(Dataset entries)
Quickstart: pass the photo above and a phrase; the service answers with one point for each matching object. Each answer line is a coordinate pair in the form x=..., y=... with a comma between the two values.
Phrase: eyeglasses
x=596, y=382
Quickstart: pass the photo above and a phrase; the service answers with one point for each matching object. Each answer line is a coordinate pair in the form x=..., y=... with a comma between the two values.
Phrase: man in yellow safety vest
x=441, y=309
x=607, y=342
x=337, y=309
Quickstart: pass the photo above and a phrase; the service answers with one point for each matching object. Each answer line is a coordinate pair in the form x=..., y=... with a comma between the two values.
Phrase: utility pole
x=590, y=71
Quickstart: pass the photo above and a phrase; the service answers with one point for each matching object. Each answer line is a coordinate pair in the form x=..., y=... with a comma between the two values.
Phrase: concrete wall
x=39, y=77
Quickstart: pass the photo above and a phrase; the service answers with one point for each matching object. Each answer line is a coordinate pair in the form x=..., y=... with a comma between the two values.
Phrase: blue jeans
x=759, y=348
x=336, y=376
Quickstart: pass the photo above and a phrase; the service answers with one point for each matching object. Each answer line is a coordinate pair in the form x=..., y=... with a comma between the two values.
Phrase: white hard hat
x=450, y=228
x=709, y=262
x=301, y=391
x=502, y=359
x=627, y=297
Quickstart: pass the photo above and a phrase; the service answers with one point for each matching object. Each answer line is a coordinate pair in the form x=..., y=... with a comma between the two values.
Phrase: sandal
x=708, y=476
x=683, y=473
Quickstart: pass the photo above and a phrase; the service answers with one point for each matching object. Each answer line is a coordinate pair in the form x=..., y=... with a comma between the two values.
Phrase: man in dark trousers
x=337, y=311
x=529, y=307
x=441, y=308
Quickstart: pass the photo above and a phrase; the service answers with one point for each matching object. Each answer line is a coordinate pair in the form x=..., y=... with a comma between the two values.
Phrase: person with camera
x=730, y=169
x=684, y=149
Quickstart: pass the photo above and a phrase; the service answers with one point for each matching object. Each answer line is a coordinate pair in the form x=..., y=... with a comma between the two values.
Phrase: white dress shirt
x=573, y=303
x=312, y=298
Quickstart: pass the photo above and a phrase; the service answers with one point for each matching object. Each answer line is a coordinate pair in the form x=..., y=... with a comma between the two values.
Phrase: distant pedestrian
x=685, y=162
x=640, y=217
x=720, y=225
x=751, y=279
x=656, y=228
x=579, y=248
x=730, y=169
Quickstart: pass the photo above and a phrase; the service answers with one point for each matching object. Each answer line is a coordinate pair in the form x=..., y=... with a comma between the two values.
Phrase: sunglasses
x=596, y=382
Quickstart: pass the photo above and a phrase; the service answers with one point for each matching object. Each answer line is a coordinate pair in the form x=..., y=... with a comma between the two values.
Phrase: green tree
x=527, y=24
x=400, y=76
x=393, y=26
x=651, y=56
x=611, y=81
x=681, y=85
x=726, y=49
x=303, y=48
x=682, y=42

==

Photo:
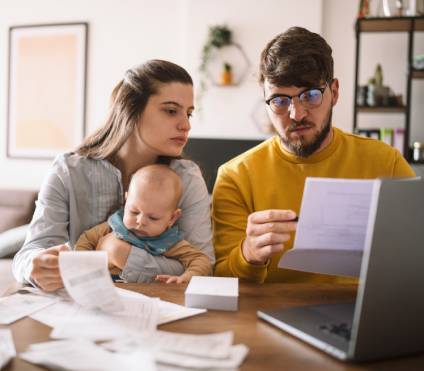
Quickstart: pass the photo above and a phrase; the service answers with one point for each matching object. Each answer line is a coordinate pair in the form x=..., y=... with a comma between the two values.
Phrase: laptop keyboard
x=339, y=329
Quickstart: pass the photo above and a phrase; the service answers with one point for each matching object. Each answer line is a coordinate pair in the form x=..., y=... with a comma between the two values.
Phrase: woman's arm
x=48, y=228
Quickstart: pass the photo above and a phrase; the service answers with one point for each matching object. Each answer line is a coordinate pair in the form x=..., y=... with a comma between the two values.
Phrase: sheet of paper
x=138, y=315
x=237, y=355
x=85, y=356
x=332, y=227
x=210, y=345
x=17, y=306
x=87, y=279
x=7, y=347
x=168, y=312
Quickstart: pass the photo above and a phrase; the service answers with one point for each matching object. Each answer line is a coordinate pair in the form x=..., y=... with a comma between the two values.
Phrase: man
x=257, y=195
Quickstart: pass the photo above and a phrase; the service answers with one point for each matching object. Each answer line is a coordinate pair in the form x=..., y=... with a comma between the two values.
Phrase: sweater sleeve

§ **TASK DETAILS**: Word for word, restate the lines of the data above that fall between the line holding "Phrase: sheet of paper" and the line holding "Phrase: sweater sleeve", inclusive, and no other lines.

§ **RESPONSE FOR THIS EXERCISE**:
Phrase: sheet of paper
x=138, y=315
x=237, y=355
x=85, y=356
x=332, y=227
x=210, y=345
x=17, y=306
x=87, y=279
x=7, y=347
x=168, y=312
Quickstart: pass the photo above and a phrase; the service answers with one point for each matching object. Each answer line is a coordinate pair in the form x=..., y=... with a comma between the two values.
Phrase: man
x=257, y=195
Quickstart: pass the photo above and a phrase; the service answers with one point for each matching object. Each answer line is a coordinate pair in the form x=..., y=... with a comma between the two values.
Phrase: sweater sleeve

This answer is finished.